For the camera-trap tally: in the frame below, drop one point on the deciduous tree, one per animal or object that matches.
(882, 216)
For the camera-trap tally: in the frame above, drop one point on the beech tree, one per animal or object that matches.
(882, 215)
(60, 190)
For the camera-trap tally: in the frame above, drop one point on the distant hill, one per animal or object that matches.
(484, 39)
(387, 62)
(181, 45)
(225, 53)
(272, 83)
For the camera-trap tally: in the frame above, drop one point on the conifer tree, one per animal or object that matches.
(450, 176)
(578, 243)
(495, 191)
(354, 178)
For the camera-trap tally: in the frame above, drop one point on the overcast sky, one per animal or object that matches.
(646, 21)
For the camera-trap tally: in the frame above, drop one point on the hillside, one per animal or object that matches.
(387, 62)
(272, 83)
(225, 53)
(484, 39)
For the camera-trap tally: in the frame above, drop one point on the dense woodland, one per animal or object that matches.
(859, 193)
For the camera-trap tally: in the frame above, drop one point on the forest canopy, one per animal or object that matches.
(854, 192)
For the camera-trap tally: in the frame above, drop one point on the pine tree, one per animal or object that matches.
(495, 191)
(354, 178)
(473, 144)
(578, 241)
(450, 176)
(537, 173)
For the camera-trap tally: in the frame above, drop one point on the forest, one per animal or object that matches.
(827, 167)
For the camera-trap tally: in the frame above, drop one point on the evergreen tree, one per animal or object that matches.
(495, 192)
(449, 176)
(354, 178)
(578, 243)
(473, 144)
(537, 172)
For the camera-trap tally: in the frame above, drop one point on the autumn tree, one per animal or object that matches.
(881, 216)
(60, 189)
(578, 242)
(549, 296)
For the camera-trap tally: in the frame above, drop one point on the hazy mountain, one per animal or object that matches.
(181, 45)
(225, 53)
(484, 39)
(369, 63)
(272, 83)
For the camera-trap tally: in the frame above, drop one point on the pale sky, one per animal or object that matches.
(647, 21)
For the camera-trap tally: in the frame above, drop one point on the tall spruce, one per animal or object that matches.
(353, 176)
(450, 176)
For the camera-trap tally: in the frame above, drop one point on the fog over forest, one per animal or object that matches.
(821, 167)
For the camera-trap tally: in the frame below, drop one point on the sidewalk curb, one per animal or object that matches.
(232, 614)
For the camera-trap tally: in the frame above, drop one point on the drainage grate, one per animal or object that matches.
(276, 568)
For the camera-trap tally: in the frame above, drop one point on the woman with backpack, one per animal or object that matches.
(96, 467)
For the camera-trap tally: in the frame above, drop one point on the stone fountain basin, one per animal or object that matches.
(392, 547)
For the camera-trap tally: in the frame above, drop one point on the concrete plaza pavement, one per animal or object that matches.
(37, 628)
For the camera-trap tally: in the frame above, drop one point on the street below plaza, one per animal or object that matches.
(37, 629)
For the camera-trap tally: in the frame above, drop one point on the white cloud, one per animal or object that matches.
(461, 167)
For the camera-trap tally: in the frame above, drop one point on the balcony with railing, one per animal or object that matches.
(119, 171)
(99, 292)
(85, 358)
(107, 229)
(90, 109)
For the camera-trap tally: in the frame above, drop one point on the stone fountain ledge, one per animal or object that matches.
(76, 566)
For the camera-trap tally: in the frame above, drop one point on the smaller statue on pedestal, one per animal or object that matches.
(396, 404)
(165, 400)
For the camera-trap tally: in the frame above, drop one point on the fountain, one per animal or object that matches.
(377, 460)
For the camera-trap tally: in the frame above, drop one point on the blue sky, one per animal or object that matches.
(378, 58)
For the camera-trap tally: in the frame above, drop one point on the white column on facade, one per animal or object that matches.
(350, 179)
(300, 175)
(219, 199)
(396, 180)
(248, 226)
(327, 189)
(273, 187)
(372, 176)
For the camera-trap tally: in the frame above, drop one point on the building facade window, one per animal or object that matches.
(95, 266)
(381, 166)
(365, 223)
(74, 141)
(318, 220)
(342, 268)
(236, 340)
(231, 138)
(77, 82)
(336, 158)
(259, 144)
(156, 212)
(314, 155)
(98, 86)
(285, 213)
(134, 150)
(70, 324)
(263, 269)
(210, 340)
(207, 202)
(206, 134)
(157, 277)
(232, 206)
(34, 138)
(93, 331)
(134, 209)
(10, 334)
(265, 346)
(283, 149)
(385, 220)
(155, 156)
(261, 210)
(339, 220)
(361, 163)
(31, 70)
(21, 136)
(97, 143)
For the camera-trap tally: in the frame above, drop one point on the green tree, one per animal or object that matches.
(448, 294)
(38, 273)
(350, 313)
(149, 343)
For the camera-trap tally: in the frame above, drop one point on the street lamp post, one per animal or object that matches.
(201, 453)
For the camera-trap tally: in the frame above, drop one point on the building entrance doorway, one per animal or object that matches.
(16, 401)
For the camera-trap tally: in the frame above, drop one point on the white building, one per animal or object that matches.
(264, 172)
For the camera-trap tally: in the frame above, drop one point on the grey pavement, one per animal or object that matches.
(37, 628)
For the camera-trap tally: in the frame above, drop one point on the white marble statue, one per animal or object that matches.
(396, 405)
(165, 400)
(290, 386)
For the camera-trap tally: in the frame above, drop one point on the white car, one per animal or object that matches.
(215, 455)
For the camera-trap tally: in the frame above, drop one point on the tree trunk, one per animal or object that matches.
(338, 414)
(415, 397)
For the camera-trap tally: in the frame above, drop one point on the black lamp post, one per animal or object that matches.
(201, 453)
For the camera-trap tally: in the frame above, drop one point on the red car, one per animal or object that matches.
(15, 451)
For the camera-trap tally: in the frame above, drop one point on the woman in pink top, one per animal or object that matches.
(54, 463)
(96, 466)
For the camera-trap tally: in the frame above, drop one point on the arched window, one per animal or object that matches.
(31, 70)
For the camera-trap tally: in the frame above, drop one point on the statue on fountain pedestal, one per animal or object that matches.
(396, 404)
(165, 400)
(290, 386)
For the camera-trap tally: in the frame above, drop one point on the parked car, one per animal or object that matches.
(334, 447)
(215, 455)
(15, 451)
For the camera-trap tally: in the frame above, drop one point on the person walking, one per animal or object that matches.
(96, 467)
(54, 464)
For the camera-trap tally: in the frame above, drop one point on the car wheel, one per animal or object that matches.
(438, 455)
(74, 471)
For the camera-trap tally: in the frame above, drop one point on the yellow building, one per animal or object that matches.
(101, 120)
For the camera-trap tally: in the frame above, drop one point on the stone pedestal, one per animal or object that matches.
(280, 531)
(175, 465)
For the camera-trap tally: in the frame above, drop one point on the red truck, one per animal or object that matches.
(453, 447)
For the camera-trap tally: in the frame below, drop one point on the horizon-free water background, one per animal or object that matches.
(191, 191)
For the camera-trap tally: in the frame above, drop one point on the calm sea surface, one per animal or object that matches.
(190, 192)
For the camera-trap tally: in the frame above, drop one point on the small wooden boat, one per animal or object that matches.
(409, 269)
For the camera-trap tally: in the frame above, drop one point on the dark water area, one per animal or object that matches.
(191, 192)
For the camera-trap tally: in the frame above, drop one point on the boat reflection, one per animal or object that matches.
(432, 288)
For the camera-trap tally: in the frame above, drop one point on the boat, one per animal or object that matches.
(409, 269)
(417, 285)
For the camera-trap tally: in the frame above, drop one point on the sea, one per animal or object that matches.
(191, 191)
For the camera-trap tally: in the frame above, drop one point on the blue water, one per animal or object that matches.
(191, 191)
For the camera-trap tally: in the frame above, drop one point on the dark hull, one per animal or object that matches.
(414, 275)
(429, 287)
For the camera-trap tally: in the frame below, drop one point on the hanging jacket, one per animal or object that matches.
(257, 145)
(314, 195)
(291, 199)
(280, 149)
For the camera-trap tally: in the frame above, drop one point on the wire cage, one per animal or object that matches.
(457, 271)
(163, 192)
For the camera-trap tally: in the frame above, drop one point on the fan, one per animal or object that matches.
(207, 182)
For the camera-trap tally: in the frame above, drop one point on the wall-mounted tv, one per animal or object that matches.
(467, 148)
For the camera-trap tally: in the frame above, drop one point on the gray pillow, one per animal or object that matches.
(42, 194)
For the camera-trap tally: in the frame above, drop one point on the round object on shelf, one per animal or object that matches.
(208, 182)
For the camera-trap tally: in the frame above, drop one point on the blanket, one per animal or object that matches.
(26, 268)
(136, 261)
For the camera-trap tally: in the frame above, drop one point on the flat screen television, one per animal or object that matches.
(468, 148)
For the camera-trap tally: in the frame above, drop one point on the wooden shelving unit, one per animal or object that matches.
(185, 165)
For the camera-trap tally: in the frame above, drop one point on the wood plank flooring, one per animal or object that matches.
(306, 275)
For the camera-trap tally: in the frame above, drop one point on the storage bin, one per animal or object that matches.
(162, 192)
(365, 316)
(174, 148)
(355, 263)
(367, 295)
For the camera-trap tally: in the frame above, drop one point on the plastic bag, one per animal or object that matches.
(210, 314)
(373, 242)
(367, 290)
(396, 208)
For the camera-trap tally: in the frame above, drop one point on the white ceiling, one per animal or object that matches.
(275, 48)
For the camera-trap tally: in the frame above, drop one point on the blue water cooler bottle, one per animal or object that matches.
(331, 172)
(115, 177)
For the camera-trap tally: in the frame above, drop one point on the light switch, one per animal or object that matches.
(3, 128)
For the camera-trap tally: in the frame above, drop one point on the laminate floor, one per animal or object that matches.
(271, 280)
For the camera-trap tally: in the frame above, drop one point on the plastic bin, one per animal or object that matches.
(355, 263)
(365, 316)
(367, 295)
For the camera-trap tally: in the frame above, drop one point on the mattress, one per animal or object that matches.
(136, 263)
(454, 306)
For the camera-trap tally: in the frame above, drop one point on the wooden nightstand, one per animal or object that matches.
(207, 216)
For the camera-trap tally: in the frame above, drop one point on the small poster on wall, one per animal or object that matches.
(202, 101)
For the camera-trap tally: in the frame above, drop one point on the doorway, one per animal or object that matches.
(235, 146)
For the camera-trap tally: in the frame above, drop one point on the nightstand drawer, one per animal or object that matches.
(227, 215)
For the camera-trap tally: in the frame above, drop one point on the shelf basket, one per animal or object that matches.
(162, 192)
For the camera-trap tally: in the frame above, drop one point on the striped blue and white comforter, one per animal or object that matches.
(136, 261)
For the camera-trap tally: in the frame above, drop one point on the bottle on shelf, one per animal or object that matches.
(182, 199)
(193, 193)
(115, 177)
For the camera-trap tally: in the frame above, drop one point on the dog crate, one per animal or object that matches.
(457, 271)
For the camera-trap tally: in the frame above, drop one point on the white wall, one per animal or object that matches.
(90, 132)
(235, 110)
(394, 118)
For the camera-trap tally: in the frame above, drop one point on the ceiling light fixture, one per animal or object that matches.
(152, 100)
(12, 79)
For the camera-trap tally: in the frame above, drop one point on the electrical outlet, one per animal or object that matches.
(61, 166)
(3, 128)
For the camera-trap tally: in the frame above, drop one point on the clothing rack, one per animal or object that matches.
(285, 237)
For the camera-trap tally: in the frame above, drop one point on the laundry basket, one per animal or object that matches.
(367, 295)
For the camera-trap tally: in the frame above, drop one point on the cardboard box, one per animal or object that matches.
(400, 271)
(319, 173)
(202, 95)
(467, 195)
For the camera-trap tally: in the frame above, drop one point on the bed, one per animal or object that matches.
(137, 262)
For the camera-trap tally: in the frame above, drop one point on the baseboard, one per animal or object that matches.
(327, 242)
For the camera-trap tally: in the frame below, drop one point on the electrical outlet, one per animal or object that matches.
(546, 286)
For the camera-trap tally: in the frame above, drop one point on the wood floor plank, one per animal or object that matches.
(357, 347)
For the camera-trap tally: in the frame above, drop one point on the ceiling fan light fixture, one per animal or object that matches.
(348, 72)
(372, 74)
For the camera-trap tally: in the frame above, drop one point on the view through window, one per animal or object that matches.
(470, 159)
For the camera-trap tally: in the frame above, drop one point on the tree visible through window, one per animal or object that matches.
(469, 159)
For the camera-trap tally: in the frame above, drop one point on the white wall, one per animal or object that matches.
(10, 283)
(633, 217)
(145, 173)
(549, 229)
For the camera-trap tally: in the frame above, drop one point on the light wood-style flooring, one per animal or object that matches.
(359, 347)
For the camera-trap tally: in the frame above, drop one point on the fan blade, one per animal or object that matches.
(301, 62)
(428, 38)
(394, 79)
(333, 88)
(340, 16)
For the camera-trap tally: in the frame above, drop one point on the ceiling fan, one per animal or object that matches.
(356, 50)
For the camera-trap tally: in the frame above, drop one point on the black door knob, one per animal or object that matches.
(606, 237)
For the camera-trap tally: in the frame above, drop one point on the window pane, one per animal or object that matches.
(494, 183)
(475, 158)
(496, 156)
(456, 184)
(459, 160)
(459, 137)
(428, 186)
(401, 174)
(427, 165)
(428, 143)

_Try it:_ Exactly and only the lines from the one containing "on the view" through the end of the material are to be reproduced, both ends included.

_Task result:_
For the camera-trap tally: in the frame above, drop one point on the view through window, one per animal or object that matches.
(470, 159)
For the camera-trap tally: in the frame above, drop one point on the tree visible through window, one per animal or object that matches.
(469, 159)
For the camera-trap tally: in the frame above, drop one point on the white wall, one per animal or object that matches.
(10, 283)
(633, 217)
(145, 173)
(549, 229)
For the camera-trap tally: in the frame above, drop one point on the light wood-style flooring, one per animal or object that matches.
(359, 347)
For the camera-trap tally: in the frame above, drop one point on the fan blade, one per animal or object that matches.
(301, 62)
(428, 38)
(394, 79)
(333, 88)
(340, 16)
For the camera-trap tally: in the frame above, drop one point on the ceiling fan, one per animal or object that matches.
(356, 50)
For the camera-trap tally: in the frame above, drop one point on the black door knob, one per animal or object that matches.
(606, 237)
For the camera-trap tally: in the frame above, drop one point on the window pane, one per animal or object that matches.
(494, 183)
(475, 158)
(496, 156)
(456, 184)
(459, 160)
(459, 137)
(428, 186)
(401, 174)
(427, 165)
(428, 143)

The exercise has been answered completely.